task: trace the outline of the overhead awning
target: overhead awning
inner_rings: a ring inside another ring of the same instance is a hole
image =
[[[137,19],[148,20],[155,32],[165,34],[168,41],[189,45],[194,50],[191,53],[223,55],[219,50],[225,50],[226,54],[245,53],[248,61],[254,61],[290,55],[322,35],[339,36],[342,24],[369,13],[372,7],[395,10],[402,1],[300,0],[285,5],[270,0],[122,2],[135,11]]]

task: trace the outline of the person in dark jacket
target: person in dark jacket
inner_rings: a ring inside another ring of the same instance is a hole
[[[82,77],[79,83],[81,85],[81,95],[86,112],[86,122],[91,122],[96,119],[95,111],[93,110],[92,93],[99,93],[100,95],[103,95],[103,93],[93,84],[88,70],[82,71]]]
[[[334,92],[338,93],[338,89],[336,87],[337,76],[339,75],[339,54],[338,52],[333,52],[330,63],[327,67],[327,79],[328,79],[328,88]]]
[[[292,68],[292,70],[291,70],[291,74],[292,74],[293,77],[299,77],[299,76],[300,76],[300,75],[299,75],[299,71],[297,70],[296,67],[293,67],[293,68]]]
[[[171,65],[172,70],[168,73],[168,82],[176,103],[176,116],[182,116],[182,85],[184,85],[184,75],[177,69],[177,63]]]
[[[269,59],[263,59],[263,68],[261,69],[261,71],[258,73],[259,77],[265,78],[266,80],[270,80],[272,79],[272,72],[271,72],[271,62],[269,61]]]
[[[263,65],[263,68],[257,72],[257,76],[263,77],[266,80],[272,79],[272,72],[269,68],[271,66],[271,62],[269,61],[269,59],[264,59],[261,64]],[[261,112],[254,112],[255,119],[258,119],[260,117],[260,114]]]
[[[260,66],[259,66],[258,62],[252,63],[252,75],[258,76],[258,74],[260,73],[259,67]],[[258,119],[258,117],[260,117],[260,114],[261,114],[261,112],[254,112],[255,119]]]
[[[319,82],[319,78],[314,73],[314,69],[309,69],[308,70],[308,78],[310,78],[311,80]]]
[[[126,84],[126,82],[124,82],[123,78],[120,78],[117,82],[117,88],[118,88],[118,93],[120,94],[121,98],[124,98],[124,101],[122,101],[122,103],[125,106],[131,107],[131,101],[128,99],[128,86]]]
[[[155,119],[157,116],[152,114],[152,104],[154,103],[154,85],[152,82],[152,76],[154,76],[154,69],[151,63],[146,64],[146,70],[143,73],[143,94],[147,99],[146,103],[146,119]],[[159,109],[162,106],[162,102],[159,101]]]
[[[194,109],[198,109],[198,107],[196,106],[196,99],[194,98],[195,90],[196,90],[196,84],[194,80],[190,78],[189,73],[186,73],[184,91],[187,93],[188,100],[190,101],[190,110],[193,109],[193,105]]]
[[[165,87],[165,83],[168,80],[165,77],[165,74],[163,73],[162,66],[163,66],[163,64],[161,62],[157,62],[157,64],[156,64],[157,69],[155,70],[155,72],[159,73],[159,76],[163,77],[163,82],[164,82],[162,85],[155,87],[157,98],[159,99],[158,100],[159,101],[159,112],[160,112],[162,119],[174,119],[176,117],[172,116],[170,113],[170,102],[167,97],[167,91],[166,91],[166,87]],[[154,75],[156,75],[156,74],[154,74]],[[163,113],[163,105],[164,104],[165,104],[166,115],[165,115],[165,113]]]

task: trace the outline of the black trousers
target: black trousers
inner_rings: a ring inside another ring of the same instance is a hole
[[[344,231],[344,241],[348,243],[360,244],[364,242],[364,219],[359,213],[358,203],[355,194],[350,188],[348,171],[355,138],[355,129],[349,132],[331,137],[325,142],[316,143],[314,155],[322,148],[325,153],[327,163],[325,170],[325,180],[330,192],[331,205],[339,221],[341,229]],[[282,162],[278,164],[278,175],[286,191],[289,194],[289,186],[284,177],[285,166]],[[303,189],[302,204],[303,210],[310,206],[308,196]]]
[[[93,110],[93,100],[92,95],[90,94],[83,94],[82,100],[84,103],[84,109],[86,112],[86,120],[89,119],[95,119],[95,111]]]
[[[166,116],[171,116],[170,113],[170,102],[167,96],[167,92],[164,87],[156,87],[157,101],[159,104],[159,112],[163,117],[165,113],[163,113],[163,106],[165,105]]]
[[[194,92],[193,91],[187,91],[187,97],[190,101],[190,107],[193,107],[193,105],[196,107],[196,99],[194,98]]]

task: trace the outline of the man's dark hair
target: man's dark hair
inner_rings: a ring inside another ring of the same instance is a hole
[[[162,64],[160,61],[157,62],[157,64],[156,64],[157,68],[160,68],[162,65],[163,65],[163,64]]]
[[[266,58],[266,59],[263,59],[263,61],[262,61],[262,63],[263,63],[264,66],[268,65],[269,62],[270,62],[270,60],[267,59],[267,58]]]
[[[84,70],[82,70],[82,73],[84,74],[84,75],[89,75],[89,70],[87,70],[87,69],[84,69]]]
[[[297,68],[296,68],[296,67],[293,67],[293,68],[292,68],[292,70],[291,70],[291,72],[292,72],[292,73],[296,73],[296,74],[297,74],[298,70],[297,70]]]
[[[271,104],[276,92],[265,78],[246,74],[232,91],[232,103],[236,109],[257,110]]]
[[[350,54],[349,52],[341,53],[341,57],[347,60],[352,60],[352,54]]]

+ + + + + + +

*AIM OF THE EXERCISE:*
Taking the records from the top, repeat each line exactly until you have repeated the line that contains "target: person in dark jacket".

*ANSWER TO THE EXERCISE:*
task: trace the outline of the overhead awning
target: overhead awning
inner_rings: a ring inside another ring of the same instance is a hole
image =
[[[137,19],[148,20],[155,32],[165,34],[168,41],[189,45],[194,50],[191,53],[223,55],[219,50],[225,50],[226,54],[245,53],[248,61],[254,61],[290,55],[322,35],[339,36],[342,24],[369,13],[372,7],[395,10],[402,1],[300,0],[285,5],[270,0],[122,2],[135,11]]]

task: trace the outline of the person in dark jacket
target: person in dark jacket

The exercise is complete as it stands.